| TASK PROMPT |
Give again, word for word, only the lines from the one containing "of the silver" through the final line.

--- Start of DATA LISTING ---

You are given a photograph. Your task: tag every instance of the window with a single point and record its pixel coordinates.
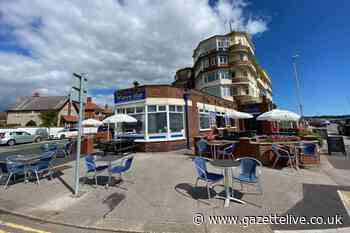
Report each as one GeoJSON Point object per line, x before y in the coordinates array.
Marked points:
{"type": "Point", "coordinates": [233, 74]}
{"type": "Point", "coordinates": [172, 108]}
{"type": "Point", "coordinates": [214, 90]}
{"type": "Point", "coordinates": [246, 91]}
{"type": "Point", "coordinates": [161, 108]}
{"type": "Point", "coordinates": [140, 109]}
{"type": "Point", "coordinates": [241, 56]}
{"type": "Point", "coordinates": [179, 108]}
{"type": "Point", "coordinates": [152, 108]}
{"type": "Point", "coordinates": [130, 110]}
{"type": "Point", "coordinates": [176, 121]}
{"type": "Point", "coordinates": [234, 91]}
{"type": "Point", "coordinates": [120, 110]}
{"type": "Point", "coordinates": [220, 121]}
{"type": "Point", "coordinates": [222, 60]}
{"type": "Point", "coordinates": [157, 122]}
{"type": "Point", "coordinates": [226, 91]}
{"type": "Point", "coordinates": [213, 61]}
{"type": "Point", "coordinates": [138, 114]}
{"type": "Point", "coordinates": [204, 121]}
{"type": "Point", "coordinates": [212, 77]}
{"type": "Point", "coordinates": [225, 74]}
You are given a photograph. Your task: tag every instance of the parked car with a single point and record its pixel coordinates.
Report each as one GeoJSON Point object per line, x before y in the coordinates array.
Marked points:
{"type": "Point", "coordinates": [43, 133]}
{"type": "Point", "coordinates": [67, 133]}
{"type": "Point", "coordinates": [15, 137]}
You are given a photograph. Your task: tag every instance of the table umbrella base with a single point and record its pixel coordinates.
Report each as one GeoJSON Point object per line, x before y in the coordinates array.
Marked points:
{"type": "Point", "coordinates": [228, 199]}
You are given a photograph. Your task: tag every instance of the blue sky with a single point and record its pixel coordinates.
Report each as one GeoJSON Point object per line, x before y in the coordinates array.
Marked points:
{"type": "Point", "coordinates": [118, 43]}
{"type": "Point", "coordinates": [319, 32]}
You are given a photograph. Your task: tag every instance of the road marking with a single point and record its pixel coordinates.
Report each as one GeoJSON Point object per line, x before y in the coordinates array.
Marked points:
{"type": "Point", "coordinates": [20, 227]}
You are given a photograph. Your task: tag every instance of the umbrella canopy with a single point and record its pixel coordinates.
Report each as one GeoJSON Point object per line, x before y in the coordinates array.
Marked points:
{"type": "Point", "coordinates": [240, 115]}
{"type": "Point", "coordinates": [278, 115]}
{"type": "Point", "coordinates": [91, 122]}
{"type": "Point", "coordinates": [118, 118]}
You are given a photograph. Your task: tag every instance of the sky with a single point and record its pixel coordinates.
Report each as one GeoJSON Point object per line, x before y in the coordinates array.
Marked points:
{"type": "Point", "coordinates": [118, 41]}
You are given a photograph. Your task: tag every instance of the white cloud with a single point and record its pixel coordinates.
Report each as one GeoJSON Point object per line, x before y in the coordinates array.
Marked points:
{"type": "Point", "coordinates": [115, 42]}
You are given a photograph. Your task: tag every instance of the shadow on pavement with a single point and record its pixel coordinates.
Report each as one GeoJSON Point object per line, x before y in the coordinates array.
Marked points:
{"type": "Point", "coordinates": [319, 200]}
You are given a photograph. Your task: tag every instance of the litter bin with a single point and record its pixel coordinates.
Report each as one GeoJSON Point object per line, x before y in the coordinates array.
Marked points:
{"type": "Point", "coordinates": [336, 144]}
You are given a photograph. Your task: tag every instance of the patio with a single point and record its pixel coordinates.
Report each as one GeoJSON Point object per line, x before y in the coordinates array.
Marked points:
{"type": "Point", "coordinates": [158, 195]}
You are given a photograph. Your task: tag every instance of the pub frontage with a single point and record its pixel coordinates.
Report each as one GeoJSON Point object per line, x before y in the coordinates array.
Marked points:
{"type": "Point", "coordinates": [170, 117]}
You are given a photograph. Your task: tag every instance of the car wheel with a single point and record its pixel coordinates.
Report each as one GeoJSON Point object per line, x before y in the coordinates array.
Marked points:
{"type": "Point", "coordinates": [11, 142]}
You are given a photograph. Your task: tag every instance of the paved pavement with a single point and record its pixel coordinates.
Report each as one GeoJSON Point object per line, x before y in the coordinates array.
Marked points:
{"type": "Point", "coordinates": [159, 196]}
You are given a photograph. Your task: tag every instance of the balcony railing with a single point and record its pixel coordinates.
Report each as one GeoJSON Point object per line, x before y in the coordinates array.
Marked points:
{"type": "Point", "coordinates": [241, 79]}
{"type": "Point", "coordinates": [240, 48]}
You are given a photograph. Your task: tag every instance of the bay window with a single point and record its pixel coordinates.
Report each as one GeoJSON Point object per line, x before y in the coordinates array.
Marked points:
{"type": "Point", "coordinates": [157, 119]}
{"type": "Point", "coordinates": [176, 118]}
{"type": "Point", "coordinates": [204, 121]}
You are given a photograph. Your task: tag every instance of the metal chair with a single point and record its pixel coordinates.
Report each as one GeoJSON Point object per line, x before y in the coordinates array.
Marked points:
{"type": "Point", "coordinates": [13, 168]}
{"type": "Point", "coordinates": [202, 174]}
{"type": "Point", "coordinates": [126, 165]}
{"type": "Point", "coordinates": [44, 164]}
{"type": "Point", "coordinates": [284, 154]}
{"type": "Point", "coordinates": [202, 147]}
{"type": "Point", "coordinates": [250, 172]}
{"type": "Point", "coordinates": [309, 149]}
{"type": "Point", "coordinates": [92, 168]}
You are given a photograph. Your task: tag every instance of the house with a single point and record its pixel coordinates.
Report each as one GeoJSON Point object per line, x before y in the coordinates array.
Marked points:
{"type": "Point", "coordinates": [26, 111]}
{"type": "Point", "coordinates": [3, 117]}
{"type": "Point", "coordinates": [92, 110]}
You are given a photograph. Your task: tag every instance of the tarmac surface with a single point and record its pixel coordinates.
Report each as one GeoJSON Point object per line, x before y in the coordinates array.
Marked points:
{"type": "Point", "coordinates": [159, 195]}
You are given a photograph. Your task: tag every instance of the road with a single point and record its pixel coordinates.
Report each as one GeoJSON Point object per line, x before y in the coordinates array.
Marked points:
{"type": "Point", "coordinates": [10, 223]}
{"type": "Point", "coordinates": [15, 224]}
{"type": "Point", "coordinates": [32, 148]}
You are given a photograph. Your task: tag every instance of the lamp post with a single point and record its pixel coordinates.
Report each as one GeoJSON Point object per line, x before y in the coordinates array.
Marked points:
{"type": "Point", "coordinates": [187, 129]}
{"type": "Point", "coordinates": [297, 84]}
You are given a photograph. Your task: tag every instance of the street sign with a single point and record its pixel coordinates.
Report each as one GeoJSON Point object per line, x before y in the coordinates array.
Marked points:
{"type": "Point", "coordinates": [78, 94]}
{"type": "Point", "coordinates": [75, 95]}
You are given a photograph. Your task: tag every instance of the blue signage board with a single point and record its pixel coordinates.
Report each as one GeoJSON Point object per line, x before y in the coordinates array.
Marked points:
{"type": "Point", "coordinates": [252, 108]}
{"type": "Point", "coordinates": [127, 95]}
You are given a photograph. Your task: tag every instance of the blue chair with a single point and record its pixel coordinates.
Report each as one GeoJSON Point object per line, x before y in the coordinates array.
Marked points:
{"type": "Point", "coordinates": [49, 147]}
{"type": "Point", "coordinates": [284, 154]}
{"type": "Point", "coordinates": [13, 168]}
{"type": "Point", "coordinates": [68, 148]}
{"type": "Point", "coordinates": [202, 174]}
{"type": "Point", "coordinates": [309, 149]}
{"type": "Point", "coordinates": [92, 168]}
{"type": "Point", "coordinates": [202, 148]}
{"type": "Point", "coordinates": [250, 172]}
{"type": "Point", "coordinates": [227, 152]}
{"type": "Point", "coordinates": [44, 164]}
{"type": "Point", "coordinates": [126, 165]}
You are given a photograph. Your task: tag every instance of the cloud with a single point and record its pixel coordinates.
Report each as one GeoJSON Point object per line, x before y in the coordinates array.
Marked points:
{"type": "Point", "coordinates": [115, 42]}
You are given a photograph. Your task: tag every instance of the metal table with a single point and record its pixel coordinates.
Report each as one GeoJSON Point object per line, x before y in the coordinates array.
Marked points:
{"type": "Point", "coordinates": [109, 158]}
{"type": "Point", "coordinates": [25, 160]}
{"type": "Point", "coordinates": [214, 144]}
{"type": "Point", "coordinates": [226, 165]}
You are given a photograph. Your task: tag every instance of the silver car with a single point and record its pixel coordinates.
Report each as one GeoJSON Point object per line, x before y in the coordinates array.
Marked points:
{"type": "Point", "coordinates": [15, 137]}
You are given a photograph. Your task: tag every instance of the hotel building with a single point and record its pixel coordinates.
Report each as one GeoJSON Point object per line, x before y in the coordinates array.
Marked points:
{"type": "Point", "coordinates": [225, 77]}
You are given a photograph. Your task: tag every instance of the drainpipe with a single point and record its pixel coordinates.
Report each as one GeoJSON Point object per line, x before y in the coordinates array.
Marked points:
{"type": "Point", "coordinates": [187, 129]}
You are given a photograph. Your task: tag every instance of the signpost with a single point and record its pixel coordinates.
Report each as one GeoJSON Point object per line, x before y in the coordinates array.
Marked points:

--- End of DATA LISTING ---

| TASK ANSWER |
You are given a photograph. Your task: tag every instance of the silver car with a single point and record its pixel coordinates.
Report each as one GeoJSON Point object per line, x before y in the coordinates array.
Marked points:
{"type": "Point", "coordinates": [15, 137]}
You are given a photograph. Your task: tag every instance of the hotel building with a single point and record its pixel coordinates.
Report each as one GeoJSON Point object per line, x before y in the coordinates array.
Marked points:
{"type": "Point", "coordinates": [225, 77]}
You are given a photograph. Your task: tag every instance of the drainpipe with a single point and record its pixel coordinates.
Report each as one GeoJSON Point object per line, x before y in the coordinates array.
Marked points:
{"type": "Point", "coordinates": [187, 129]}
You are given a photograph. Your task: tag every instance of the signpost with a single point and record its pixel coordinates.
Report each as one GeoJSON Point object per line, x before y in the coordinates array.
Marked points:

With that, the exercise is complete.